> _DO THIS_:
In the data below, swap "concrete building" for "brick building" and leave every other character as it is.

(Pointing data)
++++++++++
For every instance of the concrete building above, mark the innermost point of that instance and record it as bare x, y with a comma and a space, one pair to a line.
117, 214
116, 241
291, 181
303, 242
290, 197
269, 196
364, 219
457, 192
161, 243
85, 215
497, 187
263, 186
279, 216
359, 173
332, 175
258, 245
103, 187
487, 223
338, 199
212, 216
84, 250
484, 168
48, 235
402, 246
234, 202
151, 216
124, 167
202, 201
++++++++++
> _EXERCISE RESULT_:
For every instance of the brick building above, mark the innermost point of that instance and record it as bare x, y with a comma and a space, one pair to a line.
117, 214
116, 241
291, 181
303, 242
290, 197
269, 196
364, 219
457, 192
161, 243
85, 215
497, 187
263, 186
279, 216
359, 173
332, 175
258, 245
103, 187
487, 223
338, 199
212, 216
84, 250
484, 168
48, 235
402, 246
234, 202
151, 216
124, 167
202, 201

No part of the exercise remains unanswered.